(Stored items)
.....
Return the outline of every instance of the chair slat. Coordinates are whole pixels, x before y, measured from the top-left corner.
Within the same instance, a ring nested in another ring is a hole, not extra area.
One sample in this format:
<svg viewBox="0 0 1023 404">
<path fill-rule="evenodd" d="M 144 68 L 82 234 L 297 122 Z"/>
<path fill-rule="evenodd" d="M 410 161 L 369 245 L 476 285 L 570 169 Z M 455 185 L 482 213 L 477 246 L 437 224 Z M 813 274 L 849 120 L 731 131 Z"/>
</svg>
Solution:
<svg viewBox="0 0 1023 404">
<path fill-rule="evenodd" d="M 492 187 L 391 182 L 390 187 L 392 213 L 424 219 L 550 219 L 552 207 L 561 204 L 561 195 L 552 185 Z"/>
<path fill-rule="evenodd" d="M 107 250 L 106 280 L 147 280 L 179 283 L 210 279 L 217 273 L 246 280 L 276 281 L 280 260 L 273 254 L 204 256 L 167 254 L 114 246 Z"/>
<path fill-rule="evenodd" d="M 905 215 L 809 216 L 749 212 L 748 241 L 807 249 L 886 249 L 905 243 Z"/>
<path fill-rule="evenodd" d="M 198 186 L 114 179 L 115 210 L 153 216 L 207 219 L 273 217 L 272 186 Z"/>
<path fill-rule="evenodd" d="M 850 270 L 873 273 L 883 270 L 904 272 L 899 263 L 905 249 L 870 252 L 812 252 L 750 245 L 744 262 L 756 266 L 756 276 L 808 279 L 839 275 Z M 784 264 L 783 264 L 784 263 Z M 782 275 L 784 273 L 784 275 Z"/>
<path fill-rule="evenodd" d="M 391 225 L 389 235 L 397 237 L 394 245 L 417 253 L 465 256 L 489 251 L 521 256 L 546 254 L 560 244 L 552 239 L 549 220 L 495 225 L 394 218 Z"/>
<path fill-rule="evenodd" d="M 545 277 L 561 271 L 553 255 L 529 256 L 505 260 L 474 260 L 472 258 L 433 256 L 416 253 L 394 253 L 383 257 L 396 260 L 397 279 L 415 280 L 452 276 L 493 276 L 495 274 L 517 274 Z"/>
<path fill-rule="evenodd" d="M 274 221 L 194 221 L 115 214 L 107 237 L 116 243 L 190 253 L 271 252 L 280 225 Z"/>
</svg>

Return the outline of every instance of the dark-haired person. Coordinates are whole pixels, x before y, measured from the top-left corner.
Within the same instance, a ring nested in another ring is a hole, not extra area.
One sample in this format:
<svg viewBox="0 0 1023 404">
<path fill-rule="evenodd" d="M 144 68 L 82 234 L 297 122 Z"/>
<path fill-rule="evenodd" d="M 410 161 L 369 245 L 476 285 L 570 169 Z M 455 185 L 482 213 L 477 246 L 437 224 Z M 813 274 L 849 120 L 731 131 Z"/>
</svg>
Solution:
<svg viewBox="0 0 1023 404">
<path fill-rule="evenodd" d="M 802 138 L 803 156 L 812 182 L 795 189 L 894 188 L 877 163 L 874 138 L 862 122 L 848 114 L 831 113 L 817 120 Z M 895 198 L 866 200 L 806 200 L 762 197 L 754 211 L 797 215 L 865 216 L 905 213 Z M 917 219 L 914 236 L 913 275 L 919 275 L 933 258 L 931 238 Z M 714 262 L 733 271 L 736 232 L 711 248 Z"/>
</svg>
.....
Short task:
Quote only the lines from the line containing "Return the outline of every instance of the dark-haired" through the end of the entries, keeping the first and the last.

Expected answer:
Return the outline of every instance of the dark-haired person. Coordinates are whole pixels, x before y, measured from the top-left corner.
Within the same instance, a ring nested in another ring is a hole, not extra area.
One sample in this format:
<svg viewBox="0 0 1023 404">
<path fill-rule="evenodd" d="M 144 68 L 82 234 L 297 122 Z"/>
<path fill-rule="evenodd" d="M 410 161 L 369 245 L 476 285 L 570 169 Z M 455 185 L 482 213 L 477 246 L 437 224 Z M 813 274 L 849 120 L 731 131 Z"/>
</svg>
Solution:
<svg viewBox="0 0 1023 404">
<path fill-rule="evenodd" d="M 802 138 L 803 156 L 812 182 L 795 189 L 894 188 L 877 163 L 874 138 L 862 122 L 848 114 L 831 113 L 817 120 Z M 895 198 L 866 200 L 806 200 L 762 197 L 754 211 L 797 215 L 865 216 L 905 213 Z M 917 219 L 914 236 L 913 275 L 919 275 L 933 258 L 931 238 Z M 714 262 L 733 271 L 736 232 L 711 248 Z"/>
</svg>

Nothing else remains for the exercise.